▸ TASK DIRECTIONS: Copy nothing from the entries below except the lines from the one containing "[locate] rear wheel (one marker per instance)" through the one containing "[locate] silver suv (one marker per instance)", and copy those exactly.

▸ DATA:

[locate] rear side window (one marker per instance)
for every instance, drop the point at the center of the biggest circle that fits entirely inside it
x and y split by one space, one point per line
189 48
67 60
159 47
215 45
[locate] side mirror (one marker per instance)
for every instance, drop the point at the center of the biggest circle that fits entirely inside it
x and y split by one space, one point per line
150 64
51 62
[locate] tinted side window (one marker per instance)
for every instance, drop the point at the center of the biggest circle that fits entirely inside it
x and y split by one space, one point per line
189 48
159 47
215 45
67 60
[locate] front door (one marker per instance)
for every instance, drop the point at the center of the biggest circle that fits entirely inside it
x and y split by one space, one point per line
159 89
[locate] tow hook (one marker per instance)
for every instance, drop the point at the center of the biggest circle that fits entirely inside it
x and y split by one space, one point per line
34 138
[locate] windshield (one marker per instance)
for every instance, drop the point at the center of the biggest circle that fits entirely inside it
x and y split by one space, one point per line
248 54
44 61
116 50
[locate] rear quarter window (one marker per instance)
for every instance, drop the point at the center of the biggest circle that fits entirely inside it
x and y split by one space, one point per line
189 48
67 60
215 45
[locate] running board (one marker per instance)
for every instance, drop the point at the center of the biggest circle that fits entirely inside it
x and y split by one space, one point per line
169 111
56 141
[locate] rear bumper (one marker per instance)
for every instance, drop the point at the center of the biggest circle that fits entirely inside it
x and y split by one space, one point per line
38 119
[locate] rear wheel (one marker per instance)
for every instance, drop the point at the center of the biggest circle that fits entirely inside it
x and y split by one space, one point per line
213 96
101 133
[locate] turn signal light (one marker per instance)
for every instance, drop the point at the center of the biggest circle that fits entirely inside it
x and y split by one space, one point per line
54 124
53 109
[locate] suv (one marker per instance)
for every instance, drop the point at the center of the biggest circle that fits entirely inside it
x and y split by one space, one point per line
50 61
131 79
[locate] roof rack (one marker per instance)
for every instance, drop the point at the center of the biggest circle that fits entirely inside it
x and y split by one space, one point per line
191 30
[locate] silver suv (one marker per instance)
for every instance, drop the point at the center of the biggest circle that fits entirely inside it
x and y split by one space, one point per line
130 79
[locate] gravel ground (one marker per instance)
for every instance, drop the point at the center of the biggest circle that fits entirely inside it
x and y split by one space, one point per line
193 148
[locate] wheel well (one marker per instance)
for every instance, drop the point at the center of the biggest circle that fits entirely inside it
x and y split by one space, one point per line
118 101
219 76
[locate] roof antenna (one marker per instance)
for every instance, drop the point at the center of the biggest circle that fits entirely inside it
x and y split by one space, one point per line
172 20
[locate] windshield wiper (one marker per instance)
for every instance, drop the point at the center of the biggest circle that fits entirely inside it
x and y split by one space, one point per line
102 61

▸ RESULT:
[locate] rear wheel (one marker per instance)
for every instance, drop the point at the center of the biggest circle that fits entirely inside it
x and y split by one space, one point per line
213 96
101 133
[locate] turn signal light (one marker per instance)
for every instance, drop the point at the center of the biggest circle that fits entirely inside it
x and y split by one space, one point per line
54 124
53 109
[locate] suv (one marker per instance)
for every instance, drop the point at the center of the biggest circle that fits entirely inside it
x and y split by one space, one point per line
50 61
131 79
[locate] roof rack (one marker per instance)
for every instance, drop the point at the center of the biggest circle that fits entirely inside it
x and y split by one space, one point per line
191 30
[locate] silver suv (one marker per instance)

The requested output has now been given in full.